HIV-positive men with depression who do not take antidepressants are four times as likely to have poor adherence to antiretroviral therapy (ART), Dr Yung-Feng Yen and colleagues report in PLoS ONE. The study also found that those without antidepressants had worse psychological, social, and environmental health-related quality of life compared to those using antidepressants.
Depression is common in people with HIV and has been associated with HIV disease progression and poor health outcomes. However, the adequate diagnosis and treatment of depression in people with HIV is often neglected in healthcare facilities. Since the UNAIDS ‘fourth 90’ target requires that 90% of people with viral load suppression should have a good health-related quality of life, this study investigated the association of depression and antidepressants with ART adherence and health-related quality of life in HIV-positive men who have sex with men.
The research was conducted in Taiwan, where, at the end of 2019, 65% of people with HIV were men who have sex with men.
The investigators recruited 557 HIV-positive men who have sex with men from the Taipei City Hospital HIV clinic, which is the largest HIV care centre in Taiwan. Participants had a mean age of 38 years, all were receiving ART, and were interviewed about their treatment adherence and health-related quality of life. The researchers also collected viral load and CD4 count data from the patients’ medical charts.
To measure adherence to ART, the Medication Adherence Report Scale (MARS-5) was used. Nonadherence was defined as a MARS-5 score of less than 23 (out of 25). The participants’ health-related quality of life was evaluated using the Taiwanese version of the World Health Organization Quality of Life questionnaire. The questionnaire measured four domains: physical capacity, psychological well-being, social relationships, and environmental health. All items were rated on a five-point scale with a higher score showing better health-related quality of life.
Out of the 557 participants, 14% reported depression. Participants with depression were more likely to report nonadherence to ART (22%) compared to non-depressed participants (11%). They were also more likely to have a lower income (26% vs 9%), smoke (56% vs 40%), use recreational drugs (17% vs 6%)and have gonorrhoea (18% vs 10%).
However, among those with depression, 55 were on antidepressants and 23 were not. After controlling for demographic characteristics, the researchers found that poor adherence to ART was significantly associated with untreated depression; participants without antidepressants were four times as likely to have poor adherence (adjusted odds ratio = 4.02; 95% confidence interval: 1.44–11.21). For those taking antidepressants, nonadherence was not significant. Those without antidepressants also had worse psychological, social, and environmental health-related quality of life compared to those on antidepressants.
“To achieve UNAIDS HIV testing and treatment targets, our study suggests that it is imperative to screen for depressive symptoms in people with HIV and to provide antidepressant therapy for those with depression in order to improve their adherence to ART and their health-related quality of life”, the researchers conclude.
Yen Y-F et al. Association of depression and antidepressant therapy with antiretroviral therapy adherence and health-related quality of life in men who have sex with men. PLoS ONE 17(2): e0264503, 2022 (open access).

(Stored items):
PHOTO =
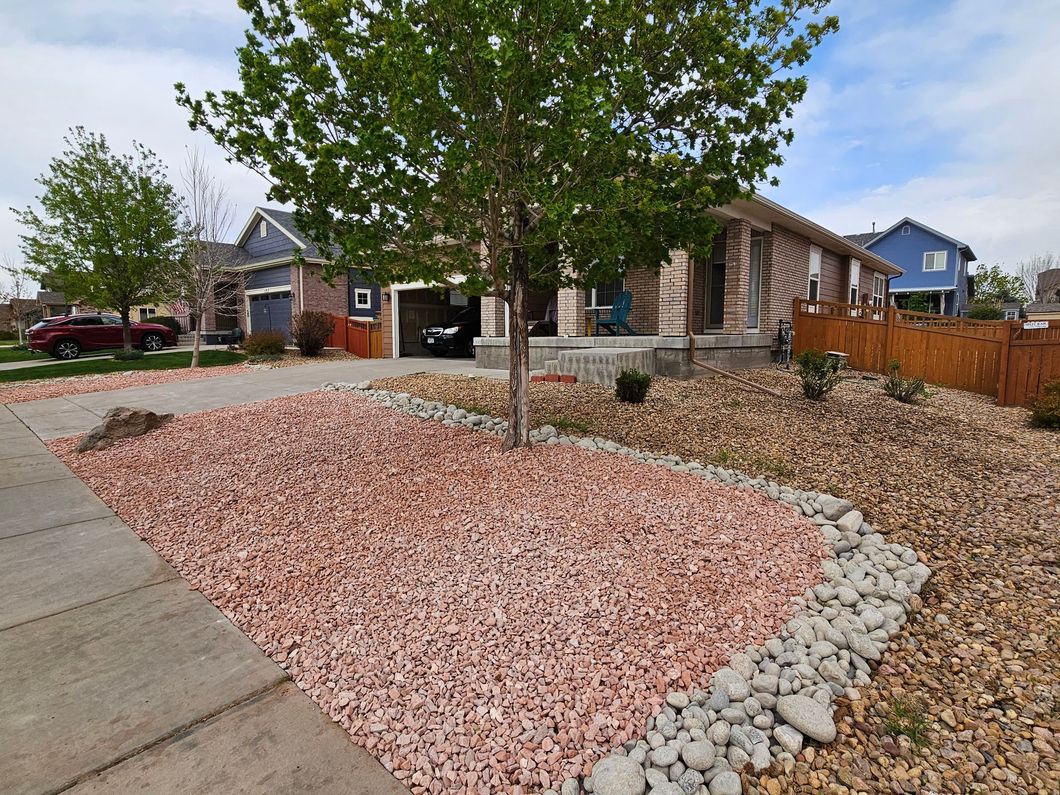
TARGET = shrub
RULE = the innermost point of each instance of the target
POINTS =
(819, 374)
(1045, 406)
(311, 331)
(631, 386)
(903, 390)
(265, 342)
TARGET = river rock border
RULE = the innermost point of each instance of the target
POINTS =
(772, 699)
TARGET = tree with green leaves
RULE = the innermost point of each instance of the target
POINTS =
(507, 146)
(108, 232)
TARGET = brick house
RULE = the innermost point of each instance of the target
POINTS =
(765, 257)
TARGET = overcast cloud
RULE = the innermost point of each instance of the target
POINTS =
(946, 111)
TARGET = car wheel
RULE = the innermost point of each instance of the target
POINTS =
(67, 349)
(152, 342)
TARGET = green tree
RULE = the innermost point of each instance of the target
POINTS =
(109, 229)
(514, 145)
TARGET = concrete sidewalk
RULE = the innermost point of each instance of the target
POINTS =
(116, 676)
(60, 417)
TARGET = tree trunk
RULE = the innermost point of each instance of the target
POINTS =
(518, 352)
(126, 331)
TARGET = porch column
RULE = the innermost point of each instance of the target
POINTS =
(737, 276)
(673, 296)
(493, 317)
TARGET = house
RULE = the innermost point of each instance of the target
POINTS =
(765, 257)
(935, 265)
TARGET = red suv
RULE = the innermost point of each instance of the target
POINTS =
(65, 337)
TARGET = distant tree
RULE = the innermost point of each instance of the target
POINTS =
(205, 278)
(516, 144)
(108, 233)
(994, 285)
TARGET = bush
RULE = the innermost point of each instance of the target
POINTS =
(819, 374)
(903, 390)
(265, 342)
(311, 331)
(1045, 406)
(631, 386)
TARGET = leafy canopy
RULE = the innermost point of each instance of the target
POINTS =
(406, 133)
(108, 231)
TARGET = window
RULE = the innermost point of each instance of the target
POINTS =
(602, 296)
(755, 282)
(934, 260)
(813, 292)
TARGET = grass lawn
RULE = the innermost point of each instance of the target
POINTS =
(94, 367)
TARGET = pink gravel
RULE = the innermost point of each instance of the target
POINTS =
(480, 621)
(45, 388)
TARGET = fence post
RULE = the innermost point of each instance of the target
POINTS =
(1006, 348)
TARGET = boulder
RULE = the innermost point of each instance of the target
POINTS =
(119, 423)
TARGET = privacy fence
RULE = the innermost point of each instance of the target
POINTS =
(1007, 359)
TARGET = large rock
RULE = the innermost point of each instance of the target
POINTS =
(809, 717)
(617, 775)
(121, 423)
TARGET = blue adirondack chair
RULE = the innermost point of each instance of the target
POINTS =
(614, 322)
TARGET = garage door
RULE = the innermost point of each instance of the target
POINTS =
(270, 312)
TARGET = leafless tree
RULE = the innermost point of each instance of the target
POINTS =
(15, 288)
(208, 283)
(1029, 270)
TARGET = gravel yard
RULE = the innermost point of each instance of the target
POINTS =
(961, 480)
(482, 622)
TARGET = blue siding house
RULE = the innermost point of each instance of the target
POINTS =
(935, 264)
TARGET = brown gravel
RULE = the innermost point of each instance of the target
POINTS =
(957, 478)
(481, 621)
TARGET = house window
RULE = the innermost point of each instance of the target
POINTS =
(603, 295)
(934, 260)
(755, 282)
(879, 289)
(813, 292)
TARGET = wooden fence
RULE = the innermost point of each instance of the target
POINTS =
(359, 336)
(1007, 359)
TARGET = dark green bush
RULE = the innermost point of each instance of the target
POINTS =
(265, 342)
(819, 374)
(631, 386)
(903, 390)
(311, 331)
(1045, 406)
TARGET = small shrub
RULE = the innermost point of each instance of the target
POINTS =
(631, 386)
(311, 330)
(819, 374)
(265, 342)
(1045, 406)
(903, 390)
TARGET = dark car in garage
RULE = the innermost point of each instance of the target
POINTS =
(457, 335)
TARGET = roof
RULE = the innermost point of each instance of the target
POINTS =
(860, 236)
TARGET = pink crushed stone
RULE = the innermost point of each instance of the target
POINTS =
(480, 621)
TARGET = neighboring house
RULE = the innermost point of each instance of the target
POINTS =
(935, 264)
(765, 257)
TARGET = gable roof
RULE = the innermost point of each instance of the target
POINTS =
(859, 239)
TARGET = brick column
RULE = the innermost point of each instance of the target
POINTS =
(493, 317)
(673, 296)
(570, 312)
(737, 275)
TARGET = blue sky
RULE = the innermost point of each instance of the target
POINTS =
(944, 110)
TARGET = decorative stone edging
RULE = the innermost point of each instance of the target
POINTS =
(770, 699)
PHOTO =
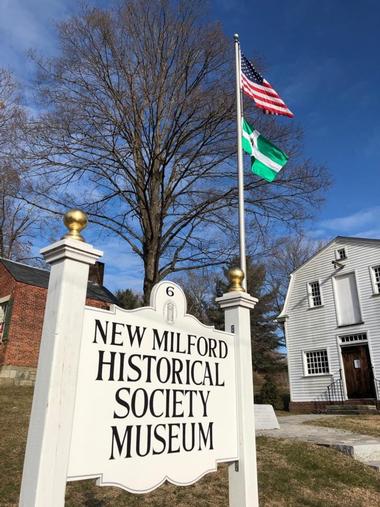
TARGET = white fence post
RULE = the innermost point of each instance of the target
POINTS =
(48, 445)
(243, 491)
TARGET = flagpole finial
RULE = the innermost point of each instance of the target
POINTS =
(236, 276)
(75, 220)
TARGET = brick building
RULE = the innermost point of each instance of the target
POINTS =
(23, 291)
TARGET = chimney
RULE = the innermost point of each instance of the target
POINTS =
(96, 273)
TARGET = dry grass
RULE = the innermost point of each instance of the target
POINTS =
(290, 474)
(364, 424)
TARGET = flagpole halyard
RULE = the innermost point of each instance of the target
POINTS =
(240, 162)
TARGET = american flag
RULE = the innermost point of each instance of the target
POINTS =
(257, 88)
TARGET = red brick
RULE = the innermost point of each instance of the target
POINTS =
(23, 343)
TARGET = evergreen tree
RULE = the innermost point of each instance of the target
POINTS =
(129, 299)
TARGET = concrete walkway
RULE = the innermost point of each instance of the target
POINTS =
(364, 448)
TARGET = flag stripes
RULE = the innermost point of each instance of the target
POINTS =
(257, 88)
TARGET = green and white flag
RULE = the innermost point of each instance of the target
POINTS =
(267, 160)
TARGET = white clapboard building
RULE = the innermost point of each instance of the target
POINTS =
(332, 326)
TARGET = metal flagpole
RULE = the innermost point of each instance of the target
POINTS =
(240, 162)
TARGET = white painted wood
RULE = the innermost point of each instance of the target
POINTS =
(48, 445)
(347, 299)
(243, 491)
(317, 328)
(127, 367)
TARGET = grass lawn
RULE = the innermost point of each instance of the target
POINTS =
(365, 424)
(290, 473)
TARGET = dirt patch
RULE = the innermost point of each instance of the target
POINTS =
(363, 424)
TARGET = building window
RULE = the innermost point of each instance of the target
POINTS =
(340, 254)
(317, 362)
(349, 338)
(376, 279)
(3, 314)
(315, 298)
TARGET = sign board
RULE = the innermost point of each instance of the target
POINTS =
(156, 396)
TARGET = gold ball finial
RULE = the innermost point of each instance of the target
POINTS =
(75, 220)
(236, 277)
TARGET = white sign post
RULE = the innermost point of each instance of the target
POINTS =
(135, 398)
(156, 396)
(48, 445)
(237, 305)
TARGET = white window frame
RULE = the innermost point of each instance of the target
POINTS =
(337, 255)
(310, 296)
(375, 288)
(304, 358)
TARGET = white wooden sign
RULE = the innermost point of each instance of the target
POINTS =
(156, 396)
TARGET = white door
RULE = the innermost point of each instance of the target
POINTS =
(347, 300)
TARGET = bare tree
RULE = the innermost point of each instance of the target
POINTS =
(288, 254)
(17, 219)
(139, 131)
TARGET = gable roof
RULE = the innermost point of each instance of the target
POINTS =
(338, 239)
(352, 239)
(40, 278)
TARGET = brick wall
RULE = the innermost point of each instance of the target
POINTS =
(22, 346)
(7, 284)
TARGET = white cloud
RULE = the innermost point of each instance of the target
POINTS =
(363, 223)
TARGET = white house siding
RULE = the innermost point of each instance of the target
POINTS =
(316, 328)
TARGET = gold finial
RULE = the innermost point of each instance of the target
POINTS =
(236, 277)
(75, 220)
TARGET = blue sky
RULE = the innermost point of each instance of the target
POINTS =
(321, 55)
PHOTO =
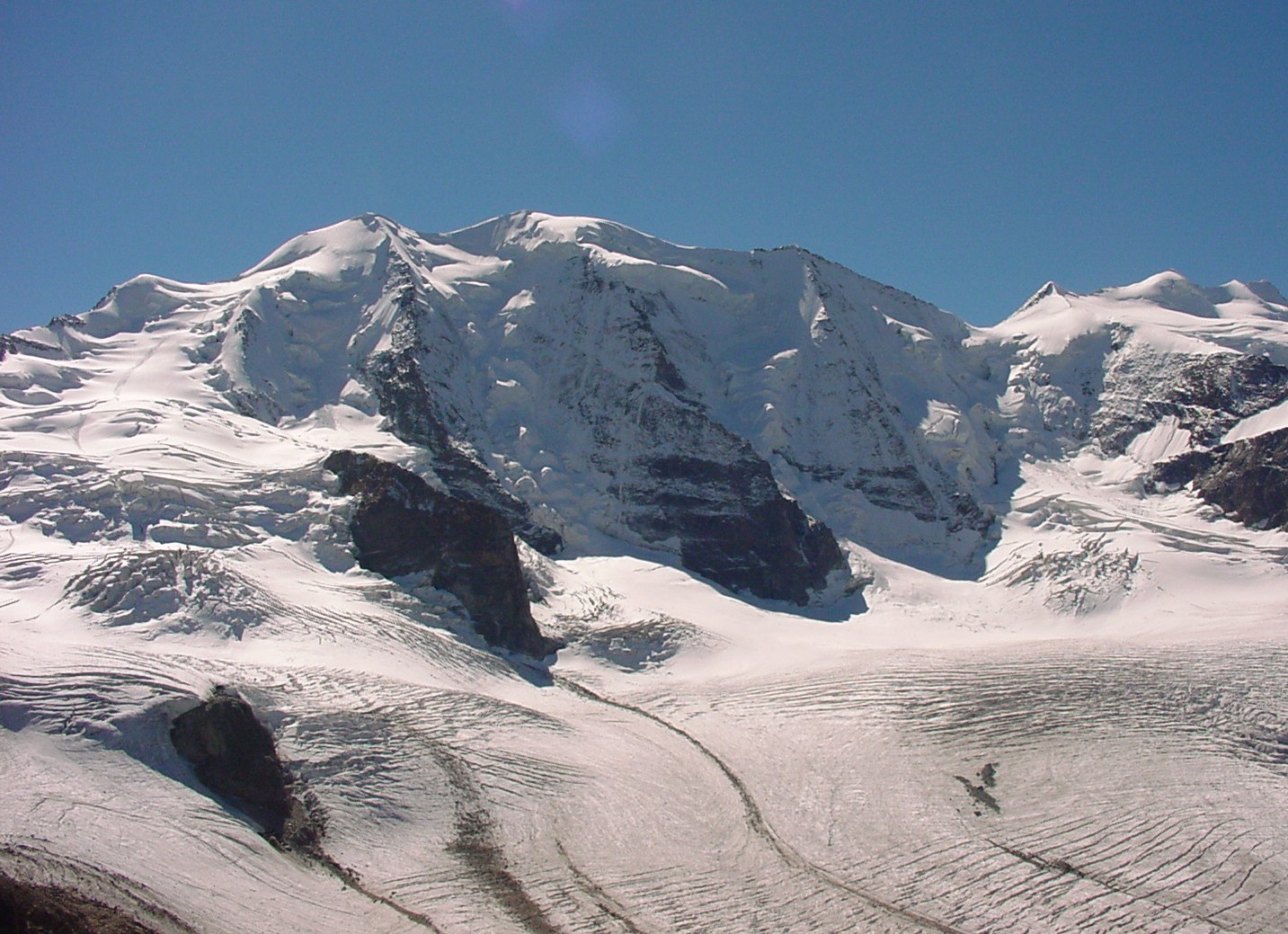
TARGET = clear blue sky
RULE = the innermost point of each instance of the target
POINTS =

(Exercise instructions):
Using the article on depression and HIV treatment adherence, answer these questions:
(a) How many men were recruited, and from which clinic?
(b) What MARS-5 score counted as nonadherence?
(c) Among participants with depression, how many were on antidepressants and how many were not?

(Written response):
(a) 557 men were recruited from the Taipei City Hospital HIV clinic.
(b) A score of less than 23 out of 25.
(c) 55 were on antidepressants and 23 were not.